Instruction >> Scale the data from its first line through the line containing "point(3, 158)", that line included, and rewrite all of those lines, requests too. Multiply every answer coordinate by 1.85 and round to a whole number, rounding halves up, while leaving the numbers in the requests unchanged.

Given data >>
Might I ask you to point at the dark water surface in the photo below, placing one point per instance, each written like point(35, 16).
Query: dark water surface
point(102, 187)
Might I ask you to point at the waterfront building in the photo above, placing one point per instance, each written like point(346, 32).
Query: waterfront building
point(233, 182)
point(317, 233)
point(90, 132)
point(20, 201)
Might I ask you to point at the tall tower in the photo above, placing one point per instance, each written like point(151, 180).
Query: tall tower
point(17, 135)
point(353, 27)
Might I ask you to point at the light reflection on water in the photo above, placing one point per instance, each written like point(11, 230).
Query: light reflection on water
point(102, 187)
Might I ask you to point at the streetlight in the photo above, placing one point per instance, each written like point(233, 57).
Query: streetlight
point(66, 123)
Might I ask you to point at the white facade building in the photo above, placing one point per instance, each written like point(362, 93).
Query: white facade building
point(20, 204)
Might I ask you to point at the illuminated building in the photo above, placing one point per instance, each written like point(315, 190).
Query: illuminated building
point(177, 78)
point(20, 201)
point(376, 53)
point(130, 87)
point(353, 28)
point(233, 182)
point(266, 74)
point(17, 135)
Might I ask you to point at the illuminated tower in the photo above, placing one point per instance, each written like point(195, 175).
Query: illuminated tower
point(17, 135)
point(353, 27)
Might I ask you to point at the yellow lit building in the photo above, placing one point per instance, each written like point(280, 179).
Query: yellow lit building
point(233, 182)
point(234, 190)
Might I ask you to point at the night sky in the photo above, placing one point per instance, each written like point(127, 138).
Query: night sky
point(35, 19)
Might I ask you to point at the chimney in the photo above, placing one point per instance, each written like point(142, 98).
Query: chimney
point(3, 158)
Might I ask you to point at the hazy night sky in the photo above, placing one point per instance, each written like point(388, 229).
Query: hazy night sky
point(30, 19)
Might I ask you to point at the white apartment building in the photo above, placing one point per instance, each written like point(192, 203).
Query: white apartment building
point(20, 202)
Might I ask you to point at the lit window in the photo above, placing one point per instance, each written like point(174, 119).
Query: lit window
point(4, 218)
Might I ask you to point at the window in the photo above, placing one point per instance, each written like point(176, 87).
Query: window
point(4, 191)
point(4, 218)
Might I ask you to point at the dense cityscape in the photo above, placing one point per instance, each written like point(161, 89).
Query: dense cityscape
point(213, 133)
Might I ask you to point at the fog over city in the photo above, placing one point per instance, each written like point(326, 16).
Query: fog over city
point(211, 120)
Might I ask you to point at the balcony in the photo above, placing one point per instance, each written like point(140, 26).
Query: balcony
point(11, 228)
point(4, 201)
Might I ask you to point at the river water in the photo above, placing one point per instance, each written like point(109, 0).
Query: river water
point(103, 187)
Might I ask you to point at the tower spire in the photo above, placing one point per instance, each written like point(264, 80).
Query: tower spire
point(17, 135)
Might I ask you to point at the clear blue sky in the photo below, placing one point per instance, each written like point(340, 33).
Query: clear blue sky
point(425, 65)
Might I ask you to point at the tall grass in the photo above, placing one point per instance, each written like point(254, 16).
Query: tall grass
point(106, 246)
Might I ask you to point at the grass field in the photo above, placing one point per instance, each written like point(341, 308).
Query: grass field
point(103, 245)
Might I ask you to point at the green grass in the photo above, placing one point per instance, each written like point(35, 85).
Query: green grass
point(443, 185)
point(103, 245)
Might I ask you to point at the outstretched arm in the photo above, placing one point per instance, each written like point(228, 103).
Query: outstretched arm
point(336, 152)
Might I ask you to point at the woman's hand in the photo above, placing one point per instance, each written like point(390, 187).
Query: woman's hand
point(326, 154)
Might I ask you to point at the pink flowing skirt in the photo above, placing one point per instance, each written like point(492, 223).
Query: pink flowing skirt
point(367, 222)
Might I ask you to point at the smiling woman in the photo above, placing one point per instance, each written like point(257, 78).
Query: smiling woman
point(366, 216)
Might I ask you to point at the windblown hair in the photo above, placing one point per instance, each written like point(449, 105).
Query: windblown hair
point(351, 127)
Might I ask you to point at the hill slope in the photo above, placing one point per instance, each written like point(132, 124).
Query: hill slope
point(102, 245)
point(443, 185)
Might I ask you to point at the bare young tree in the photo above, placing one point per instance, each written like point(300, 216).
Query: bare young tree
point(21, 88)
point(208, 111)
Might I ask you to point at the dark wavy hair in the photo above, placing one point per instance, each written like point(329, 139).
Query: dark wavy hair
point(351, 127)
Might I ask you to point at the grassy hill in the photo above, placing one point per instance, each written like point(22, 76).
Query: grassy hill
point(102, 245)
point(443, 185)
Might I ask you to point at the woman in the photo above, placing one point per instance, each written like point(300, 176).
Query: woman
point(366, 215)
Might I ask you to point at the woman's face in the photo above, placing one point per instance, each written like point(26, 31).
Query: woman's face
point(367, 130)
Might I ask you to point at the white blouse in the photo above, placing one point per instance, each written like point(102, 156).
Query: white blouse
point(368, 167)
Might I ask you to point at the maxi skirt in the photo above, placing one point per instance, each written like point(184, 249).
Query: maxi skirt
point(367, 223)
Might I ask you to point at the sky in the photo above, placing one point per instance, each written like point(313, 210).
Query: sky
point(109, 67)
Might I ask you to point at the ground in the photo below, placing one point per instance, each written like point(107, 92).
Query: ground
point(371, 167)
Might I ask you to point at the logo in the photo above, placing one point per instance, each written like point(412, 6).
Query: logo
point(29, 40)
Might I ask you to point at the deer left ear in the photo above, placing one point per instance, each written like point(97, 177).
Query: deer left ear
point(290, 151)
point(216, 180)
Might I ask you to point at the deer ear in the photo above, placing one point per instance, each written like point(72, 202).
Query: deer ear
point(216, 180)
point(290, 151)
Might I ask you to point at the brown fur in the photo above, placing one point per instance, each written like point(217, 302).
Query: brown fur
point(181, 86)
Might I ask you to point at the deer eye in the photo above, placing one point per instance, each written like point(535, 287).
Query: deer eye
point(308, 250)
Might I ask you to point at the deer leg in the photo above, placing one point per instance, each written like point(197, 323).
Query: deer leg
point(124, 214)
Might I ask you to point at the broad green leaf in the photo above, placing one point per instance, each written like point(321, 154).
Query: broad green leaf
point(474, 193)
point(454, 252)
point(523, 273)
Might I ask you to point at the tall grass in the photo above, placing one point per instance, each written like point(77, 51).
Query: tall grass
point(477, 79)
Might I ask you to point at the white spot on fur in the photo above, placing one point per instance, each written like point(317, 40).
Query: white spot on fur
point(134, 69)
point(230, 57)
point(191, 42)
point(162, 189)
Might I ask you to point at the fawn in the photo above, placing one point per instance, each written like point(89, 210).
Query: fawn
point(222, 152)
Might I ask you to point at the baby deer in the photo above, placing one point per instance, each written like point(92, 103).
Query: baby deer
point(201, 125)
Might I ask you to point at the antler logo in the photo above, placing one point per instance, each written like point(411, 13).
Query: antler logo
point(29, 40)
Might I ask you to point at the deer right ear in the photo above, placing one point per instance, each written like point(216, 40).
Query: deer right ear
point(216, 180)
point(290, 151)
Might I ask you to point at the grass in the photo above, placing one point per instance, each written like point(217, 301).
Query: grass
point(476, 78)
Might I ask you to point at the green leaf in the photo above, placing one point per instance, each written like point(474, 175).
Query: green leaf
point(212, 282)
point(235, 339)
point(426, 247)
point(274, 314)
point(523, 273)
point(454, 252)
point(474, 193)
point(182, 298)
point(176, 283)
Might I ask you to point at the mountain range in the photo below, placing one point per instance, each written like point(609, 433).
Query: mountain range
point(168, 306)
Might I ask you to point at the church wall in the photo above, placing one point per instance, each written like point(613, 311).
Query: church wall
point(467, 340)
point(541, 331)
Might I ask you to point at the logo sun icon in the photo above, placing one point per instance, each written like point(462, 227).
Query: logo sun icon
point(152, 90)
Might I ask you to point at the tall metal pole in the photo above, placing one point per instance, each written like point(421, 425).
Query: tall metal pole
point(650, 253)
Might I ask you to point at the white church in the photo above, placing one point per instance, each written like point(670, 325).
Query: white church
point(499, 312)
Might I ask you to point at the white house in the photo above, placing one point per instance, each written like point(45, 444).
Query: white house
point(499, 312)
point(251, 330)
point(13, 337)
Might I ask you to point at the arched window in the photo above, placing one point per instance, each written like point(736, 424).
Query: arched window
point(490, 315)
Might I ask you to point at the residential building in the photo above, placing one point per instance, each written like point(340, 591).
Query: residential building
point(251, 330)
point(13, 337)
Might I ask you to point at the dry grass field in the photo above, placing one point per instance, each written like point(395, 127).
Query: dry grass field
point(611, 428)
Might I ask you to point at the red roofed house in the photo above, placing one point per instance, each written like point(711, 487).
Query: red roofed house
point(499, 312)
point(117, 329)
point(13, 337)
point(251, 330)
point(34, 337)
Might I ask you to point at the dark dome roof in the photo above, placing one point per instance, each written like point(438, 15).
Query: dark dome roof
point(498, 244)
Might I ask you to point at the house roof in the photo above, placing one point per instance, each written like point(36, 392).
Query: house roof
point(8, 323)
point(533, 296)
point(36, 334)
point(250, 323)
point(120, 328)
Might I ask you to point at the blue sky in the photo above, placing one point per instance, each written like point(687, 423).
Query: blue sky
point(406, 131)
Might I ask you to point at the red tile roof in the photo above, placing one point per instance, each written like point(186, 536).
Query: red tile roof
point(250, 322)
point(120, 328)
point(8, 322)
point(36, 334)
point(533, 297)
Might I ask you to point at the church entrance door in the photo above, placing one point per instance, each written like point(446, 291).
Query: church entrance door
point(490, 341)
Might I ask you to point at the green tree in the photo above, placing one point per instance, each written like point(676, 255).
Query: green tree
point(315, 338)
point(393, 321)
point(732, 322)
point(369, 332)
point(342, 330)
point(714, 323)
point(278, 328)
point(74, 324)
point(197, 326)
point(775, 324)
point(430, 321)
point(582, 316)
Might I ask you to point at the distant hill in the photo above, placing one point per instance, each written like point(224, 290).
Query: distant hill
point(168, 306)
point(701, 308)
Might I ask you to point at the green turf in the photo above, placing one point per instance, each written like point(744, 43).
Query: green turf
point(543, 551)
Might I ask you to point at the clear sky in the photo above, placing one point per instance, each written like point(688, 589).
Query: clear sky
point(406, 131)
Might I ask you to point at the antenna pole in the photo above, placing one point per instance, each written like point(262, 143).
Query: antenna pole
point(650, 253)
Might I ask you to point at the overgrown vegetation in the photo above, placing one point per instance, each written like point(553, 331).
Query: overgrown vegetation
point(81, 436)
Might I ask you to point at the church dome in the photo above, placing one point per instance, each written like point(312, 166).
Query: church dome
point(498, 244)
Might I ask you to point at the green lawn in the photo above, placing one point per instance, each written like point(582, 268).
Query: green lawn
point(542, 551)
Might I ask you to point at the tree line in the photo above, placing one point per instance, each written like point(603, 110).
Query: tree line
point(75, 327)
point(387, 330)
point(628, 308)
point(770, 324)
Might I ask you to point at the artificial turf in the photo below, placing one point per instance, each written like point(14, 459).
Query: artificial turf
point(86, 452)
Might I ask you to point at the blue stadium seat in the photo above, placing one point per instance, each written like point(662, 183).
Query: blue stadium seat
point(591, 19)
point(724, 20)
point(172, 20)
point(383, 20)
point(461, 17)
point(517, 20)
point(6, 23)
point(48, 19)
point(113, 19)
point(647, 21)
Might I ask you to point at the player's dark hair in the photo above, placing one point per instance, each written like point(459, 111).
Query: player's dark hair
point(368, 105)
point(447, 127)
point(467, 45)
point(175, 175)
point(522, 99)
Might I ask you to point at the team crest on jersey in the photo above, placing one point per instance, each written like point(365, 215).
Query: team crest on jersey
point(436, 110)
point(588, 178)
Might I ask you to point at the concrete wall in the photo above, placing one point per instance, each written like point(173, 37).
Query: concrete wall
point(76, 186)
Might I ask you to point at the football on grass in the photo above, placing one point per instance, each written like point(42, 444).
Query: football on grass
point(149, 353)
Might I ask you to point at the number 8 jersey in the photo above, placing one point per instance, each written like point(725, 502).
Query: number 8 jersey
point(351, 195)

Exercise response >>
Might I ask you to point at the dark water surface in the photo below, placing one point per instance, each written like point(35, 16).
Query: dark water surface
point(189, 346)
Might I ask you to point at the waterfront building in the photo above, placing one point per instance, each written like point(346, 32).
Query: waterfront building
point(431, 337)
point(586, 431)
point(167, 244)
point(37, 372)
Might I ask you to point at the tall tower in the photo above, placing one point per instance, each written like point(151, 180).
Query: tall tower
point(31, 250)
point(653, 50)
Might I ask you to point at the light reflection on water in the photo above, placing one point per instance, each written like point(11, 230).
Query: light reflection on water
point(189, 346)
Might I ask you to point at the streetlight in the photo above, placing one point per instance, each written like point(233, 57).
Query: streetlight
point(122, 228)
Might I ask you to point at the white facade building in the photo above, placing one point per instance, each written like point(362, 93).
Query: white facade building
point(37, 377)
Might I ask you to point at the illuminated building in the photo above, placing one point per instance, each written like point(315, 190).
Query: illuminated building
point(327, 144)
point(37, 372)
point(696, 98)
point(241, 161)
point(653, 52)
point(431, 337)
point(492, 137)
point(31, 250)
Might I ask you to point at the illuminated tower in the photo above, placing one point per instance, each written like point(195, 175).
Query: illuminated tower
point(31, 250)
point(653, 50)
Might I ask you to point at the yellow lit building in the photo above, placing one point per instance, each written like point(280, 179).
Query: yellow lit building
point(431, 337)
point(433, 352)
Might I ask you to point at the night sky in the photo above, placing one point per instance, each written like point(127, 138).
Query: night sky
point(65, 35)
Might I ask you to point at the chimney in the photo above, placing one point per instance, each written like point(142, 98).
Query: chimney
point(6, 292)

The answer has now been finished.